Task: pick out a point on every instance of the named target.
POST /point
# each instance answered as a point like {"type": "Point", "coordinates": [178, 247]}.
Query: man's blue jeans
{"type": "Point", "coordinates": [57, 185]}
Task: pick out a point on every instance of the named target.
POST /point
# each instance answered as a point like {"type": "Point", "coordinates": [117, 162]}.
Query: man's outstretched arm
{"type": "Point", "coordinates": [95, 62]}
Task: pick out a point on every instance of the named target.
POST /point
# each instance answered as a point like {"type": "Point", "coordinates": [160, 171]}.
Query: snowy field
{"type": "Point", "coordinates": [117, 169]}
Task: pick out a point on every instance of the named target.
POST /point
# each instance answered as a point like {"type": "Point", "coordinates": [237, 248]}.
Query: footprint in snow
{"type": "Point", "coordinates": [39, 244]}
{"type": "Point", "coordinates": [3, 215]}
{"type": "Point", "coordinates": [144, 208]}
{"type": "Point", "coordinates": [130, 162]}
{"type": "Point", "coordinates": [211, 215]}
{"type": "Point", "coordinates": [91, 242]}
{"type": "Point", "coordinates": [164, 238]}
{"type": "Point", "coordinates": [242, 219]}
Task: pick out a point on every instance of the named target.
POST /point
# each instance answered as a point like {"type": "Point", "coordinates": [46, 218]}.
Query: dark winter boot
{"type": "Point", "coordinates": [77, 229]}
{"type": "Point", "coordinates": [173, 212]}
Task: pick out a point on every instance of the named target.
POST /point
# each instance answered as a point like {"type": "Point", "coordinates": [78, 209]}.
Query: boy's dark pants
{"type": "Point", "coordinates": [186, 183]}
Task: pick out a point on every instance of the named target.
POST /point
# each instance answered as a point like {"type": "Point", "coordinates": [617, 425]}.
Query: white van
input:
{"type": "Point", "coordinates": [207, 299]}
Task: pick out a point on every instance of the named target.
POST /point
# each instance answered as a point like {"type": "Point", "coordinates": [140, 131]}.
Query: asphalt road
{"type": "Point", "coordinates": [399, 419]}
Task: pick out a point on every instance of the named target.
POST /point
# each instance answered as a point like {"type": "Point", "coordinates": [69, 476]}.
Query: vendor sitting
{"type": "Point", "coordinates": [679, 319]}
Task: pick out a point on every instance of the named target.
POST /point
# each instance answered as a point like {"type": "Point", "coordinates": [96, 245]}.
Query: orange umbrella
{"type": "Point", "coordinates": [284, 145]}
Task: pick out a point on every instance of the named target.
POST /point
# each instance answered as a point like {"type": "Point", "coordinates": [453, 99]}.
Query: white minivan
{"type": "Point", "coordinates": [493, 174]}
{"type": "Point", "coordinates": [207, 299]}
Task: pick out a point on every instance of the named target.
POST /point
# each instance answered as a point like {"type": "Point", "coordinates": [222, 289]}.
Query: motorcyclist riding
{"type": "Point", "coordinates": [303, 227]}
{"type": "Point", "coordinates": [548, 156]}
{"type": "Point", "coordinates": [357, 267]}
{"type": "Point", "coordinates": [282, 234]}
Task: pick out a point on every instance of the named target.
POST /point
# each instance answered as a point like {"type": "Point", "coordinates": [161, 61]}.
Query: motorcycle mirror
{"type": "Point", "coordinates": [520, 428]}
......
--- What is needed ---
Transcribe all the data word for word, as it appears above.

--- Finished task ---
Task: pick out a point on every instance of the named target.
POST /point
# each instance answered as a point like {"type": "Point", "coordinates": [178, 247]}.
Query: man's blue jeans
{"type": "Point", "coordinates": [57, 185]}
Task: pick out a point on every instance of the named target.
POST /point
# each instance answered as a point like {"type": "Point", "coordinates": [117, 162]}.
Query: man's outstretched arm
{"type": "Point", "coordinates": [95, 62]}
Task: pick out a point on every instance of the named target.
POST /point
# each instance answered as a point like {"type": "Point", "coordinates": [160, 171]}.
Query: snowy field
{"type": "Point", "coordinates": [117, 169]}
Task: pick out a point on every instance of the named target.
POST /point
# each instance answered as a point like {"type": "Point", "coordinates": [237, 248]}.
Query: footprint in snow
{"type": "Point", "coordinates": [39, 244]}
{"type": "Point", "coordinates": [3, 215]}
{"type": "Point", "coordinates": [144, 208]}
{"type": "Point", "coordinates": [130, 162]}
{"type": "Point", "coordinates": [211, 215]}
{"type": "Point", "coordinates": [91, 242]}
{"type": "Point", "coordinates": [164, 238]}
{"type": "Point", "coordinates": [242, 219]}
Task: pick out a point on every instance of the named target.
POST /point
# each instance answered as a point like {"type": "Point", "coordinates": [46, 218]}.
Query: dark winter boot
{"type": "Point", "coordinates": [77, 229]}
{"type": "Point", "coordinates": [173, 212]}
Task: pick out a point on every instance of the named target.
POST /point
# each instance answered as a point like {"type": "Point", "coordinates": [78, 209]}.
Query: boy's dark pants
{"type": "Point", "coordinates": [186, 183]}
Task: pick out a point on every instance of the named target.
POST /point
# each instance answered as a point like {"type": "Point", "coordinates": [617, 425]}.
Query: white van
input:
{"type": "Point", "coordinates": [207, 299]}
Task: pick out a point on every instance of the named target.
POST /point
# each instance answered as a point like {"type": "Point", "coordinates": [140, 131]}.
Query: asphalt road
{"type": "Point", "coordinates": [399, 419]}
Task: pick out a point on every instance of the named target.
POST /point
# each instance answered as a point like {"type": "Point", "coordinates": [69, 476]}.
Query: vendor sitting
{"type": "Point", "coordinates": [679, 319]}
Task: pick out a point on every instance of the named target.
POST /point
# each instance answered as a point like {"type": "Point", "coordinates": [96, 245]}.
Query: orange umbrella
{"type": "Point", "coordinates": [284, 145]}
Task: pick out a point on every instance of the named target.
POST /point
# each instance answered as a point like {"type": "Point", "coordinates": [453, 99]}.
Query: white minivan
{"type": "Point", "coordinates": [493, 174]}
{"type": "Point", "coordinates": [207, 299]}
Task: pick out a point on every instance of the named target.
POST /point
# each instance answered as a point like {"type": "Point", "coordinates": [222, 289]}.
Query: motorcyclist riding
{"type": "Point", "coordinates": [303, 227]}
{"type": "Point", "coordinates": [548, 156]}
{"type": "Point", "coordinates": [357, 267]}
{"type": "Point", "coordinates": [282, 234]}
Task: pick out a point on every instance of the named target.
POST /point
# each instance answered as a point like {"type": "Point", "coordinates": [161, 61]}.
Query: motorcycle mirror
{"type": "Point", "coordinates": [520, 428]}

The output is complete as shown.